▸ SELECTED EXTRACT:
UNC research chief steps down over plagiarism charge

Genetics expert Magnuson leaves vice-chancellor post saying he inadvertently copied online text into grant application

March 11, 2022
Wilson Library, University of North Carolina at Chapel Hill

Terry Magnuson, an expert in developmental genetics, resigned as vice-chancellor for research at the University of North Carolina at Chapel Hill after a federal finding of research misconduct.

Professor Magnuson agreed to step down from UNC’s top research post after a case that he has explained as involving his inadvertent copying of online text into a federal grant application.

Federal investigators, in their summary of the matter, said the grant application included four instances of “intentionally, knowingly, or recklessly plagiarising text” from published material.

In a note to the UNC community two days after the investigation was publicly revealed, Professor Magnuson joined with top UNC leaders in saying his resignation was “in the best interest of the university”.

Professor Magnuson “accepts responsibility for his mistake” and will soon explain the situation publicly, UNC-Chapel Hill’s chancellor, Kevin Guskiewicz, and provost, Christopher Clemens, said in the message.

“The university has a very specific role it must play in these matters, and it followed its federally mandated policy regarding research misconduct,” the chancellor and provost said.

The UNC leaders acted shortly after Mimi Chapman, a professor of social work and UNC’s chair of faculty governance, warned them that the symbolism of Professor Magnuson remaining as vice-chancellor for research appeared unacceptable to many of her colleagues.

The investigation of Professor Magnuson by the federal government’s Office of Research Integrity (ORI) concerned a grant application for cancer research submitted last March to the National Institutes of Health. The plagiarised text came from three online articles and one published paper, the ORI said.

It said Professor Magnuson accepted a settlement agreement that includes a nearly two-year period beginning last month in which any of his grant applications would be subject to layers of additional scrutiny and approvals within both UNC and the federal government.

In the immediate aftermath of the matter becoming public, UNC issued a statement saying it has “high professional expectations for the integrity of all research activities carried out by our faculty, staff and students”, but declined at that time to answer questions about any internal disciplinary actions.

Professor Magnuson was appointed vice-chancellor for research in 2016, and was credited with steady annual growth in research income to the point where it now exceeds $1 billion (£800 million) a year.

The university appointed Penny Gordon-Larsen, the associate dean for research at UNC’s School of Global Public Health, to serve as interim vice-chancellor for research.

[Stored data entries]
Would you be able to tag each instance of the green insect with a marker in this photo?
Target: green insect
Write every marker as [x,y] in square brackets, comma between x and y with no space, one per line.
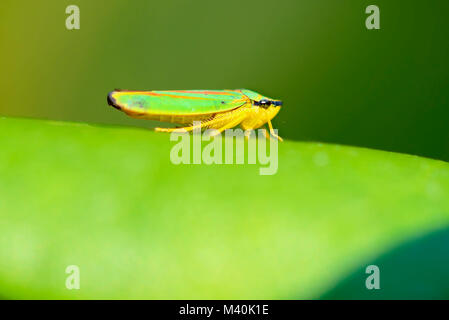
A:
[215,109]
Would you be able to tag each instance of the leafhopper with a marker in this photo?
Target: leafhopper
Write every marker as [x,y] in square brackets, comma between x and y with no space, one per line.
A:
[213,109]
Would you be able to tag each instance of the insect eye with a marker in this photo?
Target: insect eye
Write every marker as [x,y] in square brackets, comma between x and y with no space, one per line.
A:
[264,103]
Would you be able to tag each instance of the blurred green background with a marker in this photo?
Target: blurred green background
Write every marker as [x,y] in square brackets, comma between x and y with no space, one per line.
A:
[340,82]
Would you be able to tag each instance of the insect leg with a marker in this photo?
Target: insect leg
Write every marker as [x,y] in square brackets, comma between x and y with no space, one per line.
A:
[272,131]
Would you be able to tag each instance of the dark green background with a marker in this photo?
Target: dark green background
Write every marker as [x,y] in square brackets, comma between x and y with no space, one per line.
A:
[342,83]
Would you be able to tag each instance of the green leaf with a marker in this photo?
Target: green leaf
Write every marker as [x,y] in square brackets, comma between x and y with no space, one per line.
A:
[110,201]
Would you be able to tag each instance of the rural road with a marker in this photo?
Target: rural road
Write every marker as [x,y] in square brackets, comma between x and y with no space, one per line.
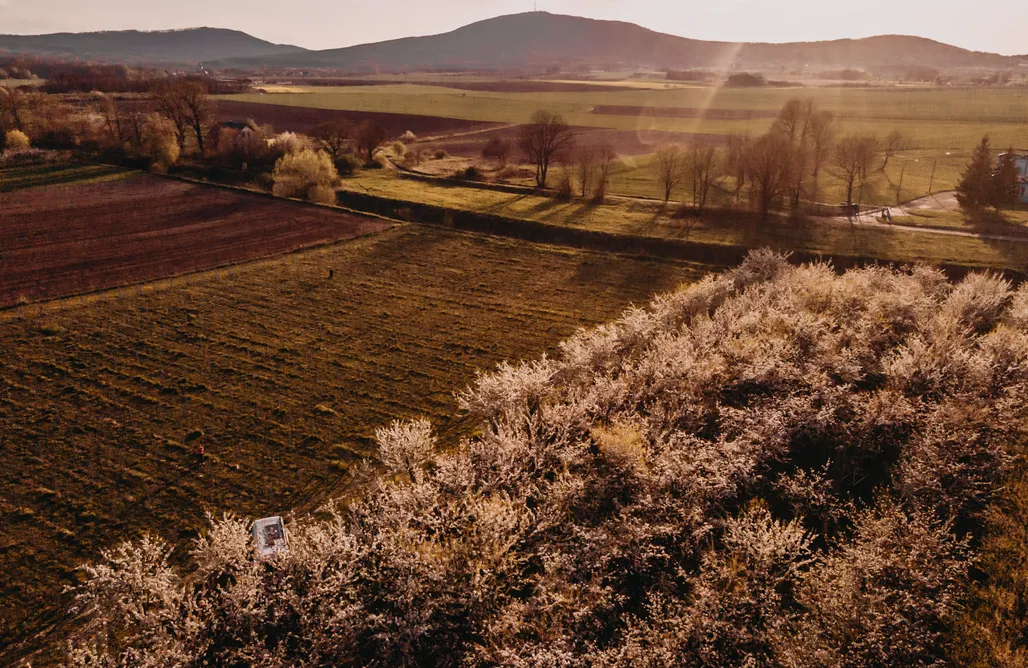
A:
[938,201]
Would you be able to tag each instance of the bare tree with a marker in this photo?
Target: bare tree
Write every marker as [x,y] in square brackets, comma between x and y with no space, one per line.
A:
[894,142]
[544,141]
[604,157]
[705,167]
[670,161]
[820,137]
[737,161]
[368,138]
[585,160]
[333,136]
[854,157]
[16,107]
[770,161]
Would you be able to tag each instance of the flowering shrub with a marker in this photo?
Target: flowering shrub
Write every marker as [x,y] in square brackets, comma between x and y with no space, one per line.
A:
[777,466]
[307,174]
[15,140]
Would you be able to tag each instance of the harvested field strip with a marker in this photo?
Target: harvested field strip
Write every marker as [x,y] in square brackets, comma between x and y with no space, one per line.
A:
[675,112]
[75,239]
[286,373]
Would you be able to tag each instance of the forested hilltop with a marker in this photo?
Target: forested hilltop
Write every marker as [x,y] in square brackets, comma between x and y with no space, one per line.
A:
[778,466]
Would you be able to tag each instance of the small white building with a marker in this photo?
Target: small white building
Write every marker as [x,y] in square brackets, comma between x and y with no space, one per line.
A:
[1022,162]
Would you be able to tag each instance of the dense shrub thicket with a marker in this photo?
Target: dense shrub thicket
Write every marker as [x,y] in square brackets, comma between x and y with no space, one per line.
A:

▸ WORK INSTRUCTION A:
Rewrite the UNC resignation article from "March 11, 2022" to "federal grant application.", replacing "developmental genetics" with "molecular genetics".
▸ WORK INSTRUCTION B:
List every person mentioned by name in the UNC resignation article.

▸ REPLY A:
March 11, 2022
Wilson Library, University of North Carolina at Chapel Hill

Terry Magnuson, an expert in molecular genetics, resigned as vice-chancellor for research at the University of North Carolina at Chapel Hill after a federal finding of research misconduct.

Professor Magnuson agreed to step down from UNC’s top research post after a case that he has explained as involving his inadvertent copying of online text into a federal grant application.

▸ REPLY B:
- Terry Magnuson
- Kevin Guskiewicz
- Christopher Clemens
- Mimi Chapman
- Penny Gordon-Larsen